TASK TO CARRY OUT -
Please render the listing below as a JSON array of strings, one string per line, skipping blank lines and leaving out the pictures.

— START MATERIAL SHOWN —

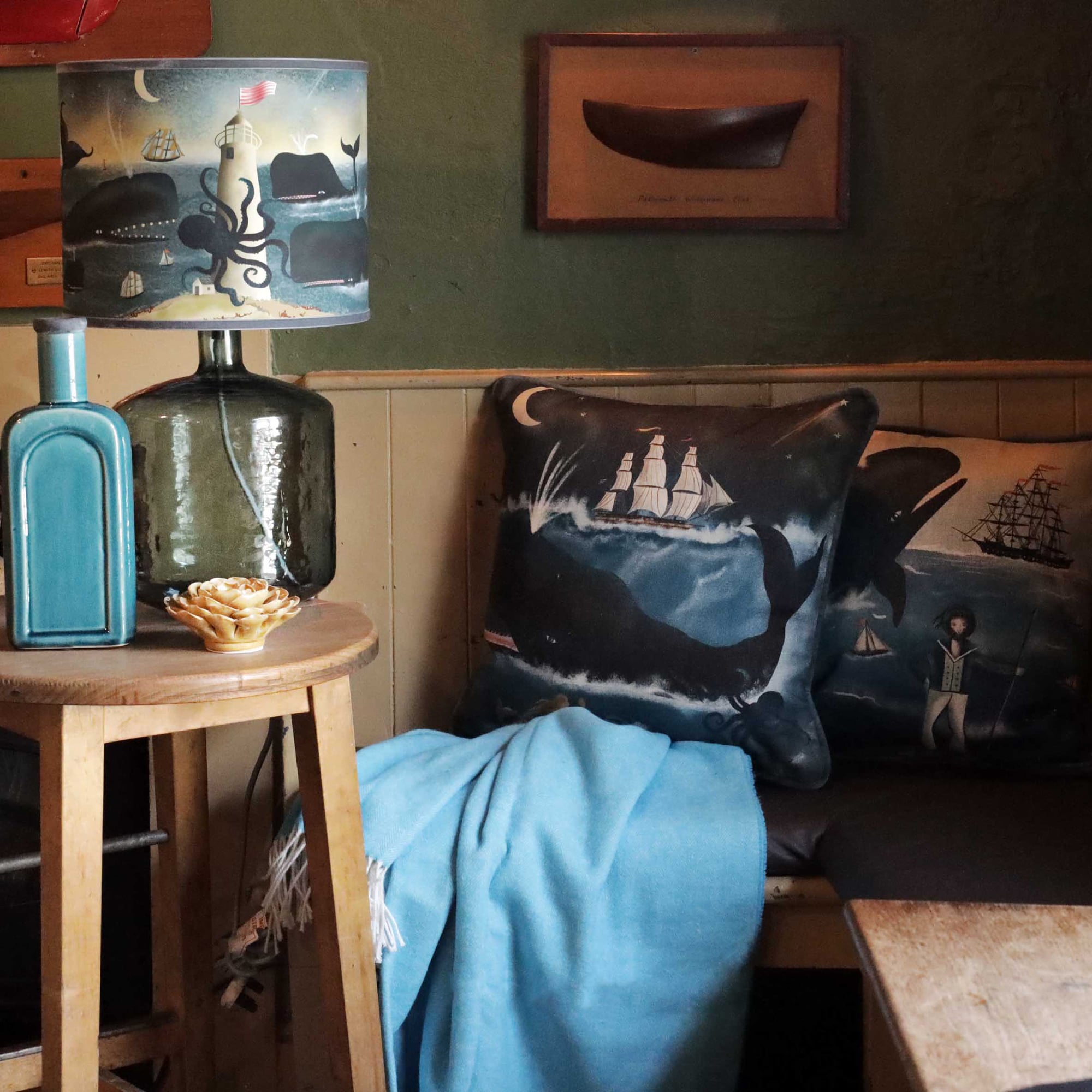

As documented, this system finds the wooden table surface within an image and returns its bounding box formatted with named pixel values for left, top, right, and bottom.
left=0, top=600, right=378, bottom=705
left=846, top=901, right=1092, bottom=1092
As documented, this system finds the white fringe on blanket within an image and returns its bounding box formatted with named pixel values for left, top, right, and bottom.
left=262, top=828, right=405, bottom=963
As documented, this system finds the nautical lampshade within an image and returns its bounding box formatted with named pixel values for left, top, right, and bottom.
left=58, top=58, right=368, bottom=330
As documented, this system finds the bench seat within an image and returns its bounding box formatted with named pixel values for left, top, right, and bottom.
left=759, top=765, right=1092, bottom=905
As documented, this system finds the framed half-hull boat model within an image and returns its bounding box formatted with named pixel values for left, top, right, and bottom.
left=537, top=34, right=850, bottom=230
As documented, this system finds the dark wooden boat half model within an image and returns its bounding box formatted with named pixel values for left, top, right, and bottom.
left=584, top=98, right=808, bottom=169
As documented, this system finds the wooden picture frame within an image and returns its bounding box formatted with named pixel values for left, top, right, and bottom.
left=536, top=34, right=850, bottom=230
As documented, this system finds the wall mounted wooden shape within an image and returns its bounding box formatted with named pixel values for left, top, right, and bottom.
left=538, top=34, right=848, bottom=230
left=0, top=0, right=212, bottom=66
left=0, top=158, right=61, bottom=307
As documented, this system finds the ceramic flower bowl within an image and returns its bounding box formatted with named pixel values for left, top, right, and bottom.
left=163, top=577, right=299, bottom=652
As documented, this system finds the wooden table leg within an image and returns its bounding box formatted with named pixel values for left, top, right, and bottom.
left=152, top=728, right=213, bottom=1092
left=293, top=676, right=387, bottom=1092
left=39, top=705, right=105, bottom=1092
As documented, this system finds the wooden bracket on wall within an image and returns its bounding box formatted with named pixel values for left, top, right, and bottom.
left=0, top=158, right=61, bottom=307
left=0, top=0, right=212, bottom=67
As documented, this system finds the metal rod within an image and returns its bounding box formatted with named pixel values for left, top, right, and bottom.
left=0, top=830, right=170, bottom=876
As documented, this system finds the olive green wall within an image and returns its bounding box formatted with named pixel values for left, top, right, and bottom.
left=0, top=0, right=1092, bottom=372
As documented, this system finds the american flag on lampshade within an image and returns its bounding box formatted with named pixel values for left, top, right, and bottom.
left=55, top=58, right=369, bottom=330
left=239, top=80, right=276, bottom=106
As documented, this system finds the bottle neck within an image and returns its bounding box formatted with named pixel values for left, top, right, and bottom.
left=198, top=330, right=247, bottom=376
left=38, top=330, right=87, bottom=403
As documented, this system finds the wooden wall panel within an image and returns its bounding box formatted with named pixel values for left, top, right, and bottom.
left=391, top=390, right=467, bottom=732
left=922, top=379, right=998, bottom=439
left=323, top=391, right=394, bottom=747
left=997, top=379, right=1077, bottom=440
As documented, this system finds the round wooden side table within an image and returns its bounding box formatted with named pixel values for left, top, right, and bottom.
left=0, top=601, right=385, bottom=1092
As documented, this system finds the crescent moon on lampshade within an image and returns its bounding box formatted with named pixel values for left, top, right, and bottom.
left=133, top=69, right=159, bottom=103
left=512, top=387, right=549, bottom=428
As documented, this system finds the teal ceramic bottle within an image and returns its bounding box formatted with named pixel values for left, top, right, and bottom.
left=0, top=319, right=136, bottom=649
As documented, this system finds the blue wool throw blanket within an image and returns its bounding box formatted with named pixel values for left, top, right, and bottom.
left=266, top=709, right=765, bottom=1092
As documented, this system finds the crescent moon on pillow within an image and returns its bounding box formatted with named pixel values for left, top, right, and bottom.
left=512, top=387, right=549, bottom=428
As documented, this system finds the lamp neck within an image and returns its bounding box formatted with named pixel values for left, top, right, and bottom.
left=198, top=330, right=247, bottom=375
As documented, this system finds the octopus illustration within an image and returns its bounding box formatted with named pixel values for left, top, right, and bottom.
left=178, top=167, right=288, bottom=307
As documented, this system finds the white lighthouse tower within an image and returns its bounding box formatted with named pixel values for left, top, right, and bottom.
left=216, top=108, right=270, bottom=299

— END MATERIAL SHOWN —

EXERCISE SOLUTION -
[
  "As documented, this system finds the wooden table surface within an image and returns its bounding box formatted with named pixel values for left, top, right, and bottom.",
  "left=0, top=600, right=378, bottom=705",
  "left=846, top=901, right=1092, bottom=1092",
  "As documented, this system finds the white fringe on blanket within an image and returns its bounding box formatted with named pixel values for left, top, right, and bottom.",
  "left=262, top=828, right=405, bottom=963",
  "As documented, this system finds the nautical lampshade within an image and returns its bounding box formatted with named pixel values for left, top, right, and bottom.",
  "left=58, top=58, right=368, bottom=330",
  "As documented, this system finds the bench seat within an image and returns its bounding box formatted with named pixel values for left, top, right, and bottom.",
  "left=759, top=765, right=1092, bottom=905",
  "As documented, this system finds the framed half-hull boat model within an image and returns its bounding box formatted with named pixel values for left, top, right, and bottom.",
  "left=537, top=34, right=850, bottom=230",
  "As documented, this system finds the dark wooden boat half model within an image and returns its bounding box formatted with named pixel values for left, top, right, and bottom.",
  "left=584, top=98, right=808, bottom=169",
  "As documented, this system finds the wooden picture frame within an image and returns its bounding box formatted with named pixel values for left, top, right, and bottom.",
  "left=536, top=34, right=850, bottom=230",
  "As documented, this system finds the wall mounted wooden shape within an image and returns its bounding box formatted with named pixel values for left, top, right, and bottom.",
  "left=538, top=34, right=848, bottom=230",
  "left=0, top=0, right=212, bottom=66",
  "left=0, top=158, right=61, bottom=307",
  "As documented, this system finds the ceramic flower bowl within an image and returns its bounding box formatted with named pixel values for left, top, right, and bottom.",
  "left=163, top=577, right=299, bottom=652",
  "As documented, this system finds the wooden table leg within an image and returns its bounding box formatted with named pixel values for left, top, right, and bottom.",
  "left=152, top=728, right=213, bottom=1092",
  "left=293, top=676, right=387, bottom=1092",
  "left=39, top=705, right=105, bottom=1092",
  "As documented, this system finds the wooden bracket on wall within an image and returns its bounding box formatted with named pixel values for left, top, right, and bottom.",
  "left=0, top=158, right=61, bottom=307",
  "left=0, top=0, right=212, bottom=67",
  "As documented, this system finds the metal rod within an image and returns its bounding box formatted with named pixel values for left, top, right, and bottom.",
  "left=0, top=830, right=170, bottom=876",
  "As documented, this system finds the olive green wall within an image and returns its bounding box formatted with named pixel values for left, top, right, and bottom.",
  "left=0, top=0, right=1092, bottom=372",
  "As documented, this system finds the american flag on lampshade within an image and returns its bounding box formatted with named pixel values for left, top, right, and bottom.",
  "left=55, top=58, right=369, bottom=330",
  "left=239, top=80, right=276, bottom=106",
  "As documented, this system finds the bottle neck within an image and returns its bounding box formatted with named pixel values for left, top, right, and bottom.",
  "left=198, top=330, right=247, bottom=376",
  "left=38, top=330, right=87, bottom=403",
  "As documented, this system finds the wooden wall panel within an image and returns its bounding box formatted with named pixel values for left, top, right, and bottom.",
  "left=391, top=390, right=467, bottom=732",
  "left=922, top=379, right=998, bottom=439",
  "left=323, top=391, right=394, bottom=747",
  "left=997, top=379, right=1077, bottom=440",
  "As documented, this system finds the round wooden side table within an image and returns its bounding box formatted with named pixel values for left, top, right, and bottom.",
  "left=0, top=601, right=385, bottom=1092",
  "As documented, this system finds the crescent moon on lampshade within an image and returns its bounding box formatted with named pixel values for left, top, right, and bottom.",
  "left=133, top=69, right=159, bottom=103",
  "left=512, top=387, right=549, bottom=428",
  "As documented, this system finds the teal ceramic bottle within an image and returns its bounding box formatted with named pixel values for left, top, right, and bottom.",
  "left=0, top=319, right=136, bottom=649",
  "As documented, this system finds the blue wool throw blanket within an image and returns its bounding box formatted with named pixel values for left, top, right, and bottom.",
  "left=266, top=709, right=765, bottom=1092",
  "As documented, this system finds the crescent moon on pillow within an image and returns its bounding box formatted with named pixel values for left, top, right, and bottom.",
  "left=512, top=387, right=549, bottom=428",
  "As documented, this system finds the lamp neck within an image and returns its bounding box formatted with named pixel values for left, top, right, and bottom.",
  "left=198, top=330, right=247, bottom=375",
  "As documented, this system finds the octopus illustration within an image and returns its bounding box formatted with named pixel values for left, top, right, and bottom.",
  "left=178, top=167, right=288, bottom=307",
  "As documented, this system finds the white lighthouse tower within an image and returns its bounding box formatted with named pixel values for left, top, right, and bottom.",
  "left=216, top=108, right=270, bottom=299"
]